** Begin TEXT **

It goes more or less where you’d expect from there: chases and kidnappings and trickery and a couple of gadgets. Characters reveal their pasts to each other and bicker. Comic relief arrives in the form of Jamie Demetrious, an English comedian who appeared in Fleabag, as Glenn Close’s amusing boy toy. Generational tensions are addressed. Mediocre CGI explodes. Et cetera.
It’s a diverting time. Whatever charm the film offers comes from Foxx and Diaz’s star power. You wouldn’t guess Diaz has been out of the game for years. She is not remarkably good or bad. She is comfortable and nonchalant, which is perhaps surprising. It does not feel like a big comeback performance, which is probably intentional. It’s like she never left. But the pair have solid chemistry and good quipping chops, though Foxx is occasionally a little flop-sweaty in his delivery. But the pair very much register as young-Gen-X parents who haven’t entirely given up on their youth. I know a few people just like them. Foxx and Diaz look several years younger than their respective 57 and 52 years, and director-writer Seth Gordon’s script casts them as early-to-mid-40s.

** End TEXT **
** Begin SUPPLIED RECORDS **

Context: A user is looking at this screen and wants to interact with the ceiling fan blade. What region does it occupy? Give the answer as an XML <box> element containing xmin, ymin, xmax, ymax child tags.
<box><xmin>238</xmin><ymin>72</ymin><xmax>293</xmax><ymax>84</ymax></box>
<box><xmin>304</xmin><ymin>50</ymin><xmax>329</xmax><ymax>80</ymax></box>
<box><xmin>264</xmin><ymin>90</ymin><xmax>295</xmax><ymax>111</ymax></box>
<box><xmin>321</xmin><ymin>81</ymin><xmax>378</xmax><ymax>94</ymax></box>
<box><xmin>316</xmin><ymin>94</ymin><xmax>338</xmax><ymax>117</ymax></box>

** End SUPPLIED RECORDS **

*YOUR TASK*: According to the review, which show featured the English comedian who provides comic relief in the film?

*RIGHT ANSWER*: Fleabag